→ **MATERIAL PROVIDED**
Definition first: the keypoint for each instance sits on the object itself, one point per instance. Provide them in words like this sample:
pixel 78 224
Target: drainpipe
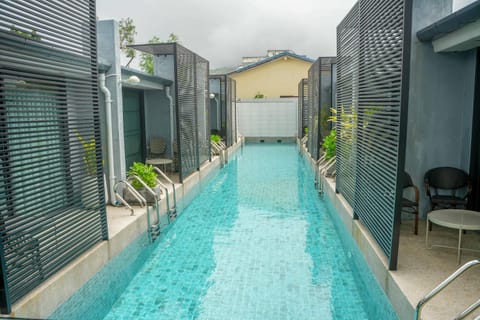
pixel 172 124
pixel 219 125
pixel 108 113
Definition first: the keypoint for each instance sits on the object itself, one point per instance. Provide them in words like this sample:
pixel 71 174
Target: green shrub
pixel 215 138
pixel 330 145
pixel 144 172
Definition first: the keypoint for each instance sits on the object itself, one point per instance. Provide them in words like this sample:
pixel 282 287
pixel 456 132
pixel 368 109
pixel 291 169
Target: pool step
pixel 154 231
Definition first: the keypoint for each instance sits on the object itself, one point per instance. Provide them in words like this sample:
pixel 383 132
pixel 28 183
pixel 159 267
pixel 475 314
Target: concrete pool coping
pixel 419 269
pixel 123 229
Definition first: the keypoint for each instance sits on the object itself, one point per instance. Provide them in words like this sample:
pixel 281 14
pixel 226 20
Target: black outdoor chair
pixel 447 187
pixel 410 205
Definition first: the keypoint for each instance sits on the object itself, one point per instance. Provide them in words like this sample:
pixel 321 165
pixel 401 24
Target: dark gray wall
pixel 157 117
pixel 440 102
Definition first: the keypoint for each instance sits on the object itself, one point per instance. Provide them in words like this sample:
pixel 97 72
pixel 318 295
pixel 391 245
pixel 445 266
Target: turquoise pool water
pixel 257 243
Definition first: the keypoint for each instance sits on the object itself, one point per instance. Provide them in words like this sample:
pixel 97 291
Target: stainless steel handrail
pixel 133 191
pixel 443 285
pixel 151 226
pixel 467 311
pixel 165 177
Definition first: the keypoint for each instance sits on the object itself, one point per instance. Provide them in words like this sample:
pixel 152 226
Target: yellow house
pixel 273 77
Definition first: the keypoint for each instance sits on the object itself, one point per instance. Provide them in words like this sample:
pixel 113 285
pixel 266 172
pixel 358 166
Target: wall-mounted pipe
pixel 172 120
pixel 108 114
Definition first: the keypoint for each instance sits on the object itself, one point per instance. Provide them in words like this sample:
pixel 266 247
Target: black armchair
pixel 447 187
pixel 410 204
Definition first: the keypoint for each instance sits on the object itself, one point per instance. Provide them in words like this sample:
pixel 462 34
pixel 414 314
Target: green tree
pixel 127 32
pixel 146 59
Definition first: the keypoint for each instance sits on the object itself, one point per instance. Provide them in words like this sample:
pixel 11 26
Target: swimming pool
pixel 257 243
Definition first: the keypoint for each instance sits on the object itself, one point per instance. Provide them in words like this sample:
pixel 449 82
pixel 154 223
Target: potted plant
pixel 148 175
pixel 215 138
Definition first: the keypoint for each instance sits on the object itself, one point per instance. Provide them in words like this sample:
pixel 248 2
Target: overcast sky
pixel 223 31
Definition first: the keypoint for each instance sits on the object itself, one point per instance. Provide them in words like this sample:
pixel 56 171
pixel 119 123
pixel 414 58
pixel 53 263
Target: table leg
pixel 459 253
pixel 426 235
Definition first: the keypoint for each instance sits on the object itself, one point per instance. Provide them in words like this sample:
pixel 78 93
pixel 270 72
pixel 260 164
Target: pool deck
pixel 123 229
pixel 419 269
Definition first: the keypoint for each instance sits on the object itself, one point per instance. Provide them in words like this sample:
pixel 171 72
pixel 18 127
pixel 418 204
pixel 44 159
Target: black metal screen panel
pixel 202 103
pixel 223 108
pixel 302 107
pixel 382 69
pixel 224 90
pixel 230 114
pixel 51 186
pixel 313 105
pixel 325 96
pixel 186 111
pixel 348 42
pixel 232 97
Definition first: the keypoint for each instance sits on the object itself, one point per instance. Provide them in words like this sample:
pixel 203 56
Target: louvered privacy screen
pixel 226 98
pixel 192 117
pixel 302 107
pixel 348 48
pixel 231 112
pixel 313 111
pixel 51 185
pixel 202 102
pixel 372 76
pixel 319 103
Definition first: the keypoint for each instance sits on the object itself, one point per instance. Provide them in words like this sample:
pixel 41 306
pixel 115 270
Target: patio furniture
pixel 160 162
pixel 156 155
pixel 455 219
pixel 410 204
pixel 447 187
pixel 157 148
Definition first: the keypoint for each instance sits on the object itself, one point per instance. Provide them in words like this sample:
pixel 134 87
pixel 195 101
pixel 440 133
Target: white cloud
pixel 223 31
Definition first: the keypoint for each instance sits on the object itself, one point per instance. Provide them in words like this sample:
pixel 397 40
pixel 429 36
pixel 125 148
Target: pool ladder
pixel 153 227
pixel 443 285
pixel 323 167
pixel 220 149
pixel 171 210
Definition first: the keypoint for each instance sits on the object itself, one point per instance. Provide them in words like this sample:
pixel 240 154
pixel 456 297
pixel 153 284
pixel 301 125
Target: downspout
pixel 108 113
pixel 172 120
pixel 219 125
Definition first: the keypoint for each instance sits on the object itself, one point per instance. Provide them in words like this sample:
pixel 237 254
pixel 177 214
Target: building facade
pixel 272 77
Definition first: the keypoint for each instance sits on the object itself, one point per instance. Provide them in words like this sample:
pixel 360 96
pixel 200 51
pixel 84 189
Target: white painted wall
pixel 268 117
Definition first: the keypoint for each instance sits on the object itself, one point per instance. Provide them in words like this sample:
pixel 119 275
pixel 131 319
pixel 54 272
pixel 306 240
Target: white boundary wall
pixel 268 117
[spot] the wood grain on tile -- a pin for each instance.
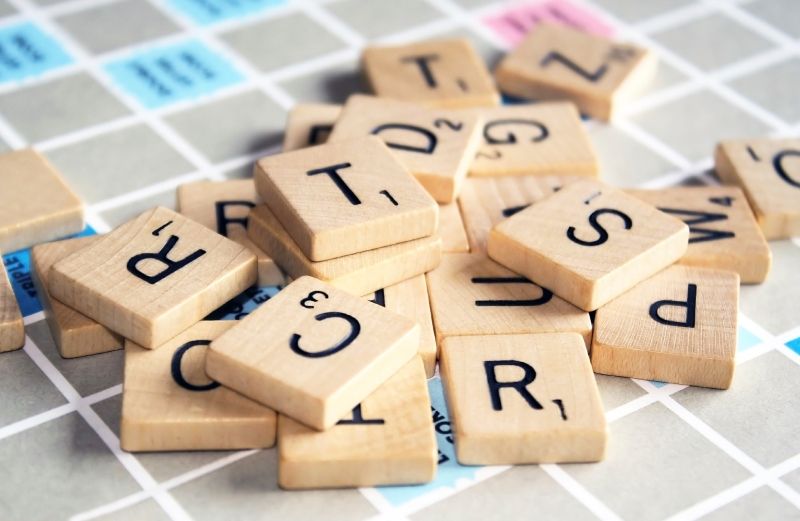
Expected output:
(153, 277)
(313, 352)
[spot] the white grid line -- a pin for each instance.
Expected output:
(456, 16)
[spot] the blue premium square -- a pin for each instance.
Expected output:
(26, 51)
(165, 75)
(206, 12)
(18, 267)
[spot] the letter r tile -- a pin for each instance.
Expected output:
(343, 198)
(678, 326)
(588, 243)
(153, 277)
(518, 399)
(313, 352)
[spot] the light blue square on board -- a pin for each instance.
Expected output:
(794, 345)
(26, 51)
(207, 12)
(18, 268)
(164, 75)
(449, 471)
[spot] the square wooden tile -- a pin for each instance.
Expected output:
(487, 201)
(473, 295)
(435, 145)
(36, 205)
(409, 298)
(347, 197)
(768, 171)
(387, 439)
(678, 326)
(153, 277)
(223, 206)
(359, 273)
(540, 138)
(441, 73)
(451, 229)
(723, 234)
(280, 355)
(168, 402)
(523, 399)
(557, 62)
(12, 328)
(589, 243)
(309, 124)
(74, 333)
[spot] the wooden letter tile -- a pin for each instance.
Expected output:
(168, 402)
(359, 273)
(436, 146)
(347, 197)
(451, 229)
(75, 334)
(36, 205)
(440, 73)
(487, 201)
(541, 138)
(768, 171)
(12, 328)
(472, 295)
(410, 299)
(153, 277)
(223, 206)
(678, 326)
(313, 352)
(387, 439)
(309, 124)
(723, 232)
(557, 62)
(589, 243)
(523, 399)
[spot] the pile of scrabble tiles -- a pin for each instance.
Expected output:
(423, 223)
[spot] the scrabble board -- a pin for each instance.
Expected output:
(126, 136)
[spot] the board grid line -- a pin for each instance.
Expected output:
(461, 18)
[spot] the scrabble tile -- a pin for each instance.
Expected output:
(678, 326)
(315, 373)
(441, 73)
(768, 171)
(12, 329)
(74, 334)
(723, 234)
(309, 124)
(523, 399)
(451, 229)
(437, 146)
(589, 243)
(359, 273)
(541, 138)
(409, 298)
(487, 201)
(36, 205)
(387, 439)
(473, 295)
(342, 198)
(223, 207)
(153, 277)
(169, 403)
(557, 62)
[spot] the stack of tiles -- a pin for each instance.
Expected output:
(425, 223)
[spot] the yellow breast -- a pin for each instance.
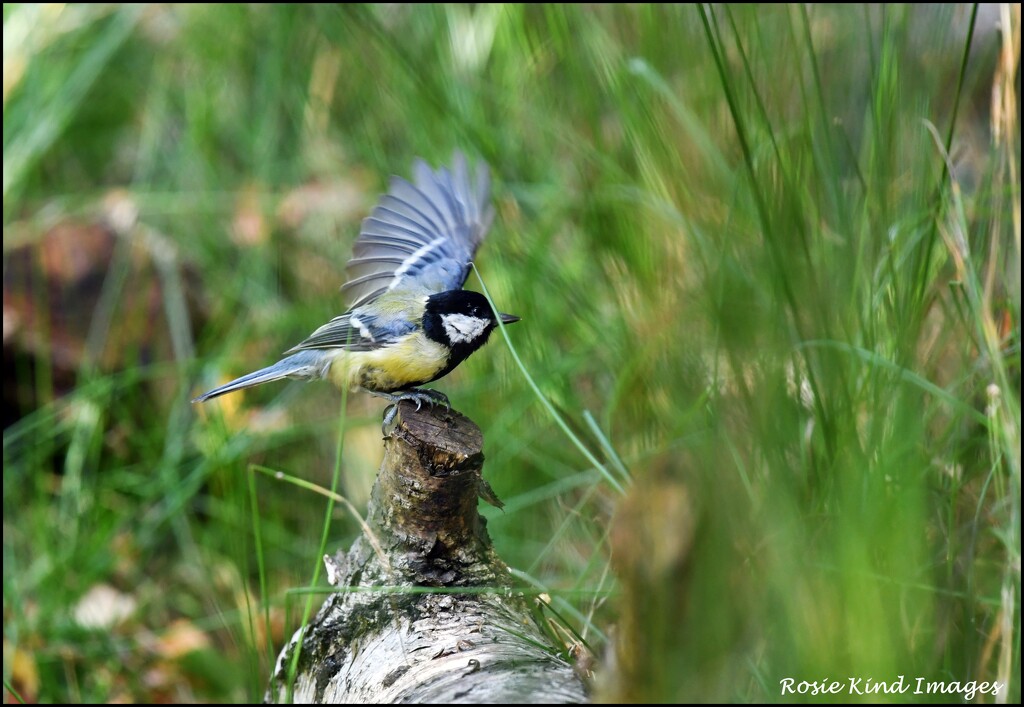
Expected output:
(411, 361)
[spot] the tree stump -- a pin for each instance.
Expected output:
(425, 611)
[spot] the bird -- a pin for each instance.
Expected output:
(409, 321)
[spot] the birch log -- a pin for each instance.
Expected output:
(425, 611)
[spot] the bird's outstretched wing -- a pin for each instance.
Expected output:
(422, 235)
(418, 241)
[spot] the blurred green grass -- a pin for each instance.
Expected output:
(733, 239)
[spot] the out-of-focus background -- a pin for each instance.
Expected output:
(768, 264)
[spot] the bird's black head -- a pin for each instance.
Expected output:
(460, 320)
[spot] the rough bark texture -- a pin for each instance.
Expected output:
(453, 645)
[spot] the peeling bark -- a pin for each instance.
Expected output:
(449, 628)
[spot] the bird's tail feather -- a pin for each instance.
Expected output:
(305, 365)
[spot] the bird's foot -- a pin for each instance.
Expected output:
(418, 396)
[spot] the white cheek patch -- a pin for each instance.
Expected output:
(462, 328)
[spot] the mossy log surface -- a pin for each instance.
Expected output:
(425, 611)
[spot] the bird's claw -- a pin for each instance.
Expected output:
(418, 396)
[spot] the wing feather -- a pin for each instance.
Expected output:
(422, 235)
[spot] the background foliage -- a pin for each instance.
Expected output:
(768, 264)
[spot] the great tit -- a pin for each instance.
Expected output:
(409, 321)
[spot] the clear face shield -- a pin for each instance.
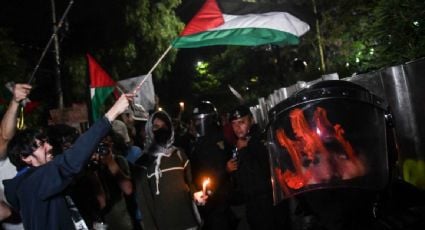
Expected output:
(203, 123)
(328, 138)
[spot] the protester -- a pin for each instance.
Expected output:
(8, 218)
(164, 187)
(37, 190)
(208, 159)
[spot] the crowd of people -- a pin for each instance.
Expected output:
(163, 173)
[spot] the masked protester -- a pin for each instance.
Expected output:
(37, 191)
(209, 154)
(164, 189)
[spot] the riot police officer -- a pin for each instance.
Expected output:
(208, 158)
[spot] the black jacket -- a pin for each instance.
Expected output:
(38, 192)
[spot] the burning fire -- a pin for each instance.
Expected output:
(314, 162)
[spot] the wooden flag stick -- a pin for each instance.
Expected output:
(152, 69)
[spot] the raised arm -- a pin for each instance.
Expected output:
(8, 123)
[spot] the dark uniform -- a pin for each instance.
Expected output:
(208, 159)
(252, 180)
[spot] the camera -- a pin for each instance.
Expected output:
(102, 149)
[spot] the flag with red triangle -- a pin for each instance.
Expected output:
(101, 86)
(237, 22)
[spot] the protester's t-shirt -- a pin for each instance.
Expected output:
(8, 170)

→ **TASK PROMPT**
Every line above between the one containing "pixel 306 240" and the one containing "[spot] the wooden letter", those two included, is to be printed exactly. No pictures go into the copy.

→ **WRITTEN ANSWER**
pixel 306 240
Target: white boundary wall
pixel 268 117
[spot] the wood grain on tile -- a pin for each instance.
Expected output:
(153, 277)
(313, 352)
[spot] the white grid line -- a pin for each instance.
Expected output:
(456, 16)
[spot] the blue premium square -- a pin for each instance.
Expected output:
(26, 51)
(165, 75)
(206, 12)
(18, 267)
[spot] the letter r tile -- a pin for each instance.
Expected output:
(343, 198)
(678, 326)
(588, 243)
(153, 277)
(518, 399)
(313, 352)
[spot] the light blue square on board -- a pin for each instance.
Expected output:
(794, 345)
(26, 51)
(207, 12)
(18, 268)
(164, 75)
(449, 471)
[spot] the square wooden tile -- a pin for each instance.
Expected output:
(487, 201)
(473, 295)
(435, 145)
(36, 205)
(409, 298)
(347, 197)
(768, 171)
(387, 439)
(678, 326)
(153, 277)
(223, 206)
(359, 273)
(540, 138)
(441, 73)
(451, 229)
(723, 234)
(280, 355)
(168, 402)
(523, 399)
(557, 62)
(12, 328)
(589, 243)
(309, 124)
(74, 333)
[spot] the wooden letter tile -- a pin for each instance.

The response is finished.